In the listing below, find the line with "Query: cabinet crown molding" and the line with "drawer front, reported". Repeat those two lines and all lines between them exactly.
################
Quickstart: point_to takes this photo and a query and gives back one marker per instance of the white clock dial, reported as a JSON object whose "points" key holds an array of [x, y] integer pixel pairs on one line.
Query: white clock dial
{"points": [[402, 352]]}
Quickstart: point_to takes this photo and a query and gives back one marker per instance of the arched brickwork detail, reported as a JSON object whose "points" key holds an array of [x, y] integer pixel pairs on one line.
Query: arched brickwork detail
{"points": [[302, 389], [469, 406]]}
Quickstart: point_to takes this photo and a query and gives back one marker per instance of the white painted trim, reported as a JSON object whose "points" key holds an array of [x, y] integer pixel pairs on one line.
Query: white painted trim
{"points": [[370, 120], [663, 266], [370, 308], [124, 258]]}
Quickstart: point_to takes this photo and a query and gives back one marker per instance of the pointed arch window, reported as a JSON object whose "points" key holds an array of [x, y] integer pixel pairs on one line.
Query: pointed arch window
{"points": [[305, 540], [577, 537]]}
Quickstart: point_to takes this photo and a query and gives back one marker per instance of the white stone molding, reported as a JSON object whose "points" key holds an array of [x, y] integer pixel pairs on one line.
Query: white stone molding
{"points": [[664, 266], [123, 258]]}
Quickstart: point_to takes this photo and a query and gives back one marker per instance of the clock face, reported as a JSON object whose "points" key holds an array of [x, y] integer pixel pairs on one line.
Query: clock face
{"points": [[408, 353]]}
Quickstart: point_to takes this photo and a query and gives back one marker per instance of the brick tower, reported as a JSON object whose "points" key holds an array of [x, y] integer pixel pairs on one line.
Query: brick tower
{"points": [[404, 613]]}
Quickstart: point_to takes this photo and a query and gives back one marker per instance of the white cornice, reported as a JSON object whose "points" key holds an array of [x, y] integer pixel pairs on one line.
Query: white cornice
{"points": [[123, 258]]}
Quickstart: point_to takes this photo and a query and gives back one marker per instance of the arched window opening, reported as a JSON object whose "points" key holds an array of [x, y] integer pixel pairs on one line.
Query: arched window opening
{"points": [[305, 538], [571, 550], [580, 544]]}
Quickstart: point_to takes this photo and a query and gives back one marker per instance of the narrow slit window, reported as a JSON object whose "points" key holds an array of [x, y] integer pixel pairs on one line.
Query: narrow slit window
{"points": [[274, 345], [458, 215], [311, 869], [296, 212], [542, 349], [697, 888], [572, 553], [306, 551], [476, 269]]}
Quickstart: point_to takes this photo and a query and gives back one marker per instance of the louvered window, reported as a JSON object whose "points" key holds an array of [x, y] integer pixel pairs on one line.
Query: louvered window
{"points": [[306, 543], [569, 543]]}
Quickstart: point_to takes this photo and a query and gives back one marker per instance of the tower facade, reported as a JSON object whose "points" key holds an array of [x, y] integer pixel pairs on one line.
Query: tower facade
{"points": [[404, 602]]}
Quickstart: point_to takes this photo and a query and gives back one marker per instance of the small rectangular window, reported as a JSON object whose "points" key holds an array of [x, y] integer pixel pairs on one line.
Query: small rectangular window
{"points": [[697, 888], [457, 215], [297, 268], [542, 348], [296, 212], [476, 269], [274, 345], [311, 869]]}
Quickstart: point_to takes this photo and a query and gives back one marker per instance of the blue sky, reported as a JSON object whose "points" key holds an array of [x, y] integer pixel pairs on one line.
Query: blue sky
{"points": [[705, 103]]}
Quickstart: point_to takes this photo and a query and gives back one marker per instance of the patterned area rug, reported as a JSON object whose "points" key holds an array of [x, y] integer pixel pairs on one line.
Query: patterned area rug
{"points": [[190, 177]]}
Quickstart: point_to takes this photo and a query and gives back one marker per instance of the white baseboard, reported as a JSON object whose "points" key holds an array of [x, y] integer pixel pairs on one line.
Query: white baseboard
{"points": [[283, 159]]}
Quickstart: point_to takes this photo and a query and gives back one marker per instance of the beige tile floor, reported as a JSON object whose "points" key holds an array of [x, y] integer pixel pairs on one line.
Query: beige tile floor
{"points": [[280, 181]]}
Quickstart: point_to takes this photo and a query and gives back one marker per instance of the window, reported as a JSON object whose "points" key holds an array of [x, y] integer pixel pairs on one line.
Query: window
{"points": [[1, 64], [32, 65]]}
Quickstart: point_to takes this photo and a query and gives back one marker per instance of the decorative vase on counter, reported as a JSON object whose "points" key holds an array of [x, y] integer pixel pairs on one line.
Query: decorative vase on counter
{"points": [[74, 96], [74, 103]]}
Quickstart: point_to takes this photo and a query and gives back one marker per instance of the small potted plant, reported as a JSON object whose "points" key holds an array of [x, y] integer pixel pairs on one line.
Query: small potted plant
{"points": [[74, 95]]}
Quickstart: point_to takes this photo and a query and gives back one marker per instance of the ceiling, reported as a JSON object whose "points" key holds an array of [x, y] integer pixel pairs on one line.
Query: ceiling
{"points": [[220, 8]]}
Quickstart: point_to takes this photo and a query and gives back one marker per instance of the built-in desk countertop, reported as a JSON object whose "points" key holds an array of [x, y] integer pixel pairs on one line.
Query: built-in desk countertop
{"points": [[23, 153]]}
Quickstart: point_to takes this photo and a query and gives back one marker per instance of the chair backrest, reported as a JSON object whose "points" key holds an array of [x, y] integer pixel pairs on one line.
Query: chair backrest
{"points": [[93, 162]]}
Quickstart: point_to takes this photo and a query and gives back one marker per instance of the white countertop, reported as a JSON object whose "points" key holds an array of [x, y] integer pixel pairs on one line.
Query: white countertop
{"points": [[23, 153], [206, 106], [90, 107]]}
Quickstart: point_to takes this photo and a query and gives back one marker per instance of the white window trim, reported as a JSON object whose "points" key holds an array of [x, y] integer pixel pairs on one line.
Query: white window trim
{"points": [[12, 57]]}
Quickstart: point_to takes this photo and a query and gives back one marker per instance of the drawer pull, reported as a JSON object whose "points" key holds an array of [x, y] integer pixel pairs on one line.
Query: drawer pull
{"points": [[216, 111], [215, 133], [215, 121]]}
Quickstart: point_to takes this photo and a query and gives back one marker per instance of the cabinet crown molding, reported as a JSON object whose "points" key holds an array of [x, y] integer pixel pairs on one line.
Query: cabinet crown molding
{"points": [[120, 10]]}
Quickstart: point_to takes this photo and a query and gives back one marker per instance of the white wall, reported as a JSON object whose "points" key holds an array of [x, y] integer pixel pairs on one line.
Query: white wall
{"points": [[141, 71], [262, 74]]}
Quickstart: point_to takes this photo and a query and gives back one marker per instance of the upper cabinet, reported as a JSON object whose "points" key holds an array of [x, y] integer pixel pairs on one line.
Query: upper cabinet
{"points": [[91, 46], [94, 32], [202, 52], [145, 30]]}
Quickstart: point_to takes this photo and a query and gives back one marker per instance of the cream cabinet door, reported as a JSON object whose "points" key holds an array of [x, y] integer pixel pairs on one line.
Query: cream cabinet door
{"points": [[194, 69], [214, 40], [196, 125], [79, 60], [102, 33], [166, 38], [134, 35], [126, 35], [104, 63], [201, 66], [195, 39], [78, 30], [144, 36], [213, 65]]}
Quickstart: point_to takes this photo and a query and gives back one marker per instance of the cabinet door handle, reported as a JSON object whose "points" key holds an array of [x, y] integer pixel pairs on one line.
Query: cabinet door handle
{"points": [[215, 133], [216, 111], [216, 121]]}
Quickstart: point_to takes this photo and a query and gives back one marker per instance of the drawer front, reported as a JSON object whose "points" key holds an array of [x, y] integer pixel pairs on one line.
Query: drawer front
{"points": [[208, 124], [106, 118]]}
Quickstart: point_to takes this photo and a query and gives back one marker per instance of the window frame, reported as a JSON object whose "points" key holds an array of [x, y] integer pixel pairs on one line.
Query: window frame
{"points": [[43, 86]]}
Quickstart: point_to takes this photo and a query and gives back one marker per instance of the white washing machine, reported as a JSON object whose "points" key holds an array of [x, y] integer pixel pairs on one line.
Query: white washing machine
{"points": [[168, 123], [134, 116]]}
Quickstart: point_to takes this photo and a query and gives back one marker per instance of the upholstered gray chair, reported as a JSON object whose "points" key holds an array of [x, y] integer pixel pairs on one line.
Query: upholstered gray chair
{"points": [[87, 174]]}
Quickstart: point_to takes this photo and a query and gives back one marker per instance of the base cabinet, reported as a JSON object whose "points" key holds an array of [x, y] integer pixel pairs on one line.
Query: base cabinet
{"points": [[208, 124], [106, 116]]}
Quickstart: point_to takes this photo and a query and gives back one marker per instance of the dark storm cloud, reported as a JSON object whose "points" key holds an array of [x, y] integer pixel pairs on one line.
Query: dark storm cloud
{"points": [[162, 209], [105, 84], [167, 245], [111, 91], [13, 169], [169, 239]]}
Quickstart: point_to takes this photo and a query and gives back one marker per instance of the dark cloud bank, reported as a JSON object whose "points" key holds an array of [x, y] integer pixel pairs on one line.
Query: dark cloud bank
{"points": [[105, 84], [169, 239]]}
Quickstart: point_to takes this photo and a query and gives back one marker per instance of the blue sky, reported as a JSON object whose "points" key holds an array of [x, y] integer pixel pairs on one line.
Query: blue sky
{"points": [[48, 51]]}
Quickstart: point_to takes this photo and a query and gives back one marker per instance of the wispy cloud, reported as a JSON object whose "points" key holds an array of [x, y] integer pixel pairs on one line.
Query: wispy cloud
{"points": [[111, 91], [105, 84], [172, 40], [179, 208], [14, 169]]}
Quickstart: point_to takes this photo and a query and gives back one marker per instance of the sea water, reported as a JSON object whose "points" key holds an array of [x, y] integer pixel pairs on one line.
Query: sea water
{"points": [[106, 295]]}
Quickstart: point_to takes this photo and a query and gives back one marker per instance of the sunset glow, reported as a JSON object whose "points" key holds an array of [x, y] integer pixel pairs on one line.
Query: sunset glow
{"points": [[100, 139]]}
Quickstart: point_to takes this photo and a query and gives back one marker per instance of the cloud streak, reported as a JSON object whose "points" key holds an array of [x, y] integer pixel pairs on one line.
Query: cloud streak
################
▶ **Solved problem**:
Query: cabinet crown molding
{"points": [[120, 10]]}
Quickstart: point_to takes this photo and a query and gives back one marker per instance of the white wall, reported as a JSON object whose "points" key holds an array of [x, y] integer pixel pairs on one line.
Query: white wall
{"points": [[141, 71], [262, 74]]}
Quickstart: point_to takes this photo and a query and gives back one marker per instance of the upper cabinet, reported as a JSON object whose "points" key holds an array of [x, y] integer pixel pairs on one line.
Query: upper cabinet
{"points": [[91, 46], [94, 32], [202, 52], [145, 30]]}
Quickstart: point_to takes this photo and a query and gives back one marker per instance of the cream cabinet door, reported as a JSON object whose "points" key holds an array of [x, y] integer pixel pairs on one line.
Query: cream cabinet door
{"points": [[194, 69], [214, 40], [196, 125], [79, 60], [102, 33], [166, 38], [134, 35], [126, 35], [104, 63], [201, 66], [195, 39], [78, 30], [144, 36], [213, 65]]}
Quickstart: point_to takes this photo and a query and gives back one marker per instance of the cabinet door handle, reported as a JSON object whose "points" key holds an array of [x, y] integer pixel pairs on one line.
Query: cabinet door handle
{"points": [[215, 133], [216, 111], [216, 121]]}
Quickstart: point_to takes this photo and a query and gives back one marker per instance of the drawer front, reported as a JSON object whose "points" key holds an array of [x, y] integer pixel pairs on one line.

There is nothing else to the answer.